Windows 10: 12 things you need to know



Microsoft gave the first look at its Windows 10 operating system on Tuesday, a major release that will span all hardware from PCs to phones and try to address the ills that have dogged Windows 8.

The event in San Francisco was aimed mostly at enterprise customers, and Microsoft promised an OS that will be more intuitive for the millions of workers still on Windows 7 and older OSes. Here’s a rundown of some of the key points we learned Tuesday about Windows 10.

Why Windows 10?

The natural name would have been Windows 9, but Microsoft is eager to suggest a break with the past. “We’re not building an incremental product,” said Terry Myerson, head of Microsoft’s Operating Systems Group.

Microsoft considered the name “Windows One,” he said, to match products like OneNote and OneDrive and its “One Microsoft” business strategy. But he noted the name was snagged a long time ago, by a young Bill Gates.

Perhaps Microsoft didn’t like the idea of being numerically one step behind Apple’s OS X. (A reporter asked jokingly if subsequent versions will be named after big cats.)

Whatever the reason, Windows 10 it will be.

“When you see the product in its fullness, I think you’ll agree it’s an appropriate name for the breadth of the product family that’s coming,” Myerson said.

What car does it resemble?

Yup, Microsoft came up with a car analogy. It wants you to think of Windows 10 as a Tesla.

“Yesterday, they were driving a first-gen Prius, and when they got Windows 10 they didn’t have to learn to drive something new, but it was as if we got them a Tesla,” Myerson said.

What devices will it run on?

All of them. Microsoft demonstrated only the desktop version Tuesday, but Windows 10 will be for tablets, smartphones and embedded products, too.

windows10 windows product family 9 30 event

“It will run on the broadest types of devices ever, from the smallest ‘Internet of things’ device to enterprise data centers worldwide,” Myerson said. “Some of these devices have 4-inch screens, and some will have 80-inch screens. And some don’t have any screen at all.”

Is there a start menu?

There is, and it tries to combine the familiarity of Windows 7 with the modern interface of Windows 8. That means the menu is split: On the left, apps are displayed in the familiar Windows 7 style, while on the right are more colorful “live tiles” that open the modern, Windows 8-style apps. The start menu is customizable, so you can resize the tiles and move them around, and make the start menu tall and thin or long and flat.

*SET TASK A:* Print every one of the records line for line, with no changes.
The Windows 10 article and the records are independent pieces of material.

*RAW RECORDS:*
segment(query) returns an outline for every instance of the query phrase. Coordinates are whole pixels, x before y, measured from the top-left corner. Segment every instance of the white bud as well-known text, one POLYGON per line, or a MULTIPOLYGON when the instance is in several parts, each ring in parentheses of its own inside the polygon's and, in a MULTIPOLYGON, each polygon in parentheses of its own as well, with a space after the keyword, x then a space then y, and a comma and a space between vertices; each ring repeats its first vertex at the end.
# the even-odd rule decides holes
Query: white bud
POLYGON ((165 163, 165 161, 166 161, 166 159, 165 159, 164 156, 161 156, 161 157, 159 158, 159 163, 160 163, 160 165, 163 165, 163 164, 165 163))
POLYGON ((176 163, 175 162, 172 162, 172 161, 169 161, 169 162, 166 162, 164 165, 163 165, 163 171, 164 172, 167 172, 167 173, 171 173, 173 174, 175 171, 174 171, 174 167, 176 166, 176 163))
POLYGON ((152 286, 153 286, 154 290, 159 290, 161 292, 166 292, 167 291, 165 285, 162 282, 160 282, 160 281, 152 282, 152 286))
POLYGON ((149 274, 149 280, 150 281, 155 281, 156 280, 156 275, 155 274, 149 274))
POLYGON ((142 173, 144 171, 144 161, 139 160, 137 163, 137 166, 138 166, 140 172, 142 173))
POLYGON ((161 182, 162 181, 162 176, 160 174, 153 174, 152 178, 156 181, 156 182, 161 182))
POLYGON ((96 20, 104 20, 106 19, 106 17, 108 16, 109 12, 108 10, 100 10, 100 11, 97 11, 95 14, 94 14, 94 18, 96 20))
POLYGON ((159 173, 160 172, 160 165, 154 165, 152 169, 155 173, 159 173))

*SET TASK B:* List all the section headings in the Windows 10 article that are phrased as questions.

*WORKED SOLUTION A:*
segment(query) returns an outline for every instance of the query phrase. Coordinates are whole pixels, x before y, measured from the top-left corner. Segment every instance of the white bud as well-known text, one POLYGON per line, or a MULTIPOLYGON when the instance is in several parts, each ring in parentheses of its own inside the polygon's and, in a MULTIPOLYGON, each polygon in parentheses of its own as well, with a space after the keyword, x then a space then y, and a comma and a space between vertices; each ring repeats its first vertex at the end.
# the even-odd rule decides holes
Query: white bud
POLYGON ((165 163, 165 161, 166 161, 166 159, 165 159, 164 156, 161 156, 161 157, 159 158, 159 163, 160 163, 160 165, 163 165, 163 164, 165 163))
POLYGON ((176 163, 175 162, 172 162, 172 161, 169 161, 169 162, 166 162, 164 165, 163 165, 163 171, 164 172, 167 172, 167 173, 171 173, 173 174, 175 171, 174 171, 174 167, 176 166, 176 163))
POLYGON ((152 286, 153 286, 154 290, 159 290, 161 292, 166 292, 167 291, 165 285, 162 282, 160 282, 160 281, 152 282, 152 286))
POLYGON ((149 274, 149 280, 150 281, 155 281, 156 280, 156 275, 155 274, 149 274))
POLYGON ((142 173, 144 171, 144 161, 139 160, 137 163, 137 166, 138 166, 140 172, 142 173))
POLYGON ((161 182, 162 181, 162 176, 160 174, 153 174, 152 178, 156 181, 156 182, 161 182))
POLYGON ((96 20, 104 20, 106 19, 106 17, 108 16, 109 12, 108 10, 100 10, 100 11, 97 11, 95 14, 94 14, 94 18, 96 20))
POLYGON ((159 173, 160 172, 160 165, 154 165, 152 169, 155 173, 159 173))

*WORKED SOLUTION B:*
Why Windows 10?
What car does it resemble?
What devices will it run on?
Is there a start menu?